TEXT SHOWN:

Cooperation between health-care professionals will increase; there will
be different ways of communication between them and with the patient,
including modern ICT and the Internet;
4. Society
must be concerned with achieving equal opportunities in being informed
about and in using new ICT;
5. Misuse of
data will remain a serious problem and can become an obstacle to
progress.
- A Clinical
Information System Research Landscape -- Sittig DF, et al. The
Permanente Journal Spring 2002/Vol. 6, No. 2; 62-68.
This
landscape enabled us to examine and potentially improve delivery of
health care services from the perspective of its major constituents
(ie, patients and their families, clinicians, processes for delivering
care, organizations, patient populations) by using the information
captured in CIS. We then identified aspects of the care delivery system
which need to be addressed to improve the quality of care delivered:
the care must be safe, effective, patient-centered, timely, efficient,
and equitable. In addition to the static picture of this research
landscape, we needed to portray the research process and how it relates
to operational aspects of health care delivery.
- A Clinical Information System Research
Agenda for Kaiser Permanente -- Sittig DF, et al. The
Permanente Journal Summer 2002/Vol. 6, No. 3. 41-44.
We
identified four CIS research priorities: clinical decision support
systems, population-based care systems, personal health record systems,
and establishment of a functional baseline against which future CIS
enhancement can be measured. These research priorities should help
guide researchers so they can focus their time, effort, and money on
important questions that will inform KP and other health care providers
about the use of CIS to improve health care.
- Knowledge management to support
performance-based medicine -- Stefanelli M. Methods Inf Med.
2002;41(1):36-43.

EXERCISE DATA:

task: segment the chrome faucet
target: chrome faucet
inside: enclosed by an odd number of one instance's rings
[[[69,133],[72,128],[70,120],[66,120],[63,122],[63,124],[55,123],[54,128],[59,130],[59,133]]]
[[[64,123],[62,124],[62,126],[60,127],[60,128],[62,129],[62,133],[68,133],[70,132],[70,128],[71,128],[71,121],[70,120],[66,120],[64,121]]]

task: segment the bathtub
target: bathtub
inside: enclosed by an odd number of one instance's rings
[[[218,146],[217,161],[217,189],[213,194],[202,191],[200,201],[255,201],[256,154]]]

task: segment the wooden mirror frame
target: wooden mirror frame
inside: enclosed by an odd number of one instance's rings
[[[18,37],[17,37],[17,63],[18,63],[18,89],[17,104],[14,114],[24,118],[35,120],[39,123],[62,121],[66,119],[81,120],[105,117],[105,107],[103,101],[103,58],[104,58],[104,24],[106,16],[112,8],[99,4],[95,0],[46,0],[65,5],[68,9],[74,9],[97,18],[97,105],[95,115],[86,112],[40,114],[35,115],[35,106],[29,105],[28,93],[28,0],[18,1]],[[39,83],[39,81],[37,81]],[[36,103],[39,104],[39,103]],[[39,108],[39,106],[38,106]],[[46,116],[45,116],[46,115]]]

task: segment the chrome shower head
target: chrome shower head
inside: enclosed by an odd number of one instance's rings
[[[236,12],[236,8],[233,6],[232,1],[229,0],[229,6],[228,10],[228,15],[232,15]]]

EXERCISES TO COMPLETE:
A. Translate this sentence from the clinical information systems text into Spanish: "These research priorities should help guide researchers so they can focus their time, effort, and money on important questions that will inform KP and other health care providers about the use of CIS to improve health care."
B. Do these statements agree with the clinical information systems text? Answer yes or no for each and quote the deciding words. (i) Four CIS research priorities were identified. (ii) Misuse of data will stop being a problem. (iii) The care delivered must be timely.
The lines above are separate material and are not part of the clinical information systems text.

ANSWERS FOR THE TASKS:
A. Estas prioridades de investigación deberían ayudar a orientar a los investigadores para que puedan concentrar su tiempo, esfuerzo y dinero en cuestiones importantes que informarán a KP y a otros proveedores de atención médica sobre el uso de los CIS para mejorar la atención médica.

B.
(i) Yes: "We identified four CIS research priorities"
(ii) No: "Misuse of data will remain a serious problem"
(iii) Yes: "the care must be safe, effective, patient-centered, timely, efficient, and equitable"